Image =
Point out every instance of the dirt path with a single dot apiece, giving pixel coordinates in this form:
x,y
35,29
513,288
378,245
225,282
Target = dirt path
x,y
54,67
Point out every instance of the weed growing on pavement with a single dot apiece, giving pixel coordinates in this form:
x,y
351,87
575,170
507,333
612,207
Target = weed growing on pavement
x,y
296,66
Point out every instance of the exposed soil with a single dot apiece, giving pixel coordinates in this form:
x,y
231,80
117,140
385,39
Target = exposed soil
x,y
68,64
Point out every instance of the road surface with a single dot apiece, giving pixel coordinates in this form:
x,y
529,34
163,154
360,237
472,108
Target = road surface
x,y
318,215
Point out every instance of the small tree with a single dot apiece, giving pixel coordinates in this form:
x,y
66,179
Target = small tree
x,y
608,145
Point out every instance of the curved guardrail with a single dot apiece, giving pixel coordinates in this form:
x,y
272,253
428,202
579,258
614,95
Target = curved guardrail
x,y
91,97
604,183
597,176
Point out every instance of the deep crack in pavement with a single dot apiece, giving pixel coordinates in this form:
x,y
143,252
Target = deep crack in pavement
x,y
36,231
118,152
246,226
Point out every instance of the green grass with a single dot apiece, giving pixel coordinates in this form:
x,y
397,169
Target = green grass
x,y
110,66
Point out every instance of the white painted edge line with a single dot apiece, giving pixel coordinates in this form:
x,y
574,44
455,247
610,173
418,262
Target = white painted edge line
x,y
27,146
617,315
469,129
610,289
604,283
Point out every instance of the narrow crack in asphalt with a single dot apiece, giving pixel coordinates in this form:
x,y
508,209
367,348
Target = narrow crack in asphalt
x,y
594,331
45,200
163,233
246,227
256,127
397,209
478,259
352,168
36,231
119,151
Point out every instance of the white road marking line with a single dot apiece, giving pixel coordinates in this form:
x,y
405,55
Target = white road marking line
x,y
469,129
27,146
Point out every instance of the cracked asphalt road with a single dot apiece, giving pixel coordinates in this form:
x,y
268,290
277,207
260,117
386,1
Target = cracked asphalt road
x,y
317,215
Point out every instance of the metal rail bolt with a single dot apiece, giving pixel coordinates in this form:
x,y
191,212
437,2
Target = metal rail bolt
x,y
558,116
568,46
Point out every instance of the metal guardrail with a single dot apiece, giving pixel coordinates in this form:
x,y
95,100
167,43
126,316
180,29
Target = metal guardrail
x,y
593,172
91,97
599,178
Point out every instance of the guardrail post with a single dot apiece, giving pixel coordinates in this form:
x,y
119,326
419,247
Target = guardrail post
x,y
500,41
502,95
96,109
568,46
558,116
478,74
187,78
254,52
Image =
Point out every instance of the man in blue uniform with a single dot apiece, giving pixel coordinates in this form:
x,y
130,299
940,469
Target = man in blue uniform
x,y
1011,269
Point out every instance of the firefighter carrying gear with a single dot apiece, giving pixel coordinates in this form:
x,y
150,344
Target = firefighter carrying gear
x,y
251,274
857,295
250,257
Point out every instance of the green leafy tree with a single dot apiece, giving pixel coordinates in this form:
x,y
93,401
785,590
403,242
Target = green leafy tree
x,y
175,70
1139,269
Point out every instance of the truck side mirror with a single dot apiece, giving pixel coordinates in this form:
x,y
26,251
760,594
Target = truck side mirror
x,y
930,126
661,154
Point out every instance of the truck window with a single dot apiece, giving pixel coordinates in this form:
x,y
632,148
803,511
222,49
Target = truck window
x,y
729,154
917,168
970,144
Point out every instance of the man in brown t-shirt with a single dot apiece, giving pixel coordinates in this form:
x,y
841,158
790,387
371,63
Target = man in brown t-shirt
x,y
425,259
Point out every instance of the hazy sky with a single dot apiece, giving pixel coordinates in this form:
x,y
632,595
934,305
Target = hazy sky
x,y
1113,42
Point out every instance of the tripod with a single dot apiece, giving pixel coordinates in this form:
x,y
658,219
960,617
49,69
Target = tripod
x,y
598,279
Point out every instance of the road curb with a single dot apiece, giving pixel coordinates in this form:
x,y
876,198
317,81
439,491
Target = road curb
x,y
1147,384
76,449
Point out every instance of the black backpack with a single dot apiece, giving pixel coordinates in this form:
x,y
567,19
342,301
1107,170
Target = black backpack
····················
_Task directions_
Please copy the listing word for word, starting at the line containing "Point out every instance of the road curb" and continuing through the last line of the listing.

_Written answer_
Point out every instance of the road curb with a single dot apiece, giving pixel coordinates in this form:
x,y
876,198
317,81
439,491
Target = road curb
x,y
1147,384
76,449
Point out every instance of the black backpack with a single dot apiece, giving pixel coordinates in this form:
x,y
567,19
342,301
1107,170
Target = black backpack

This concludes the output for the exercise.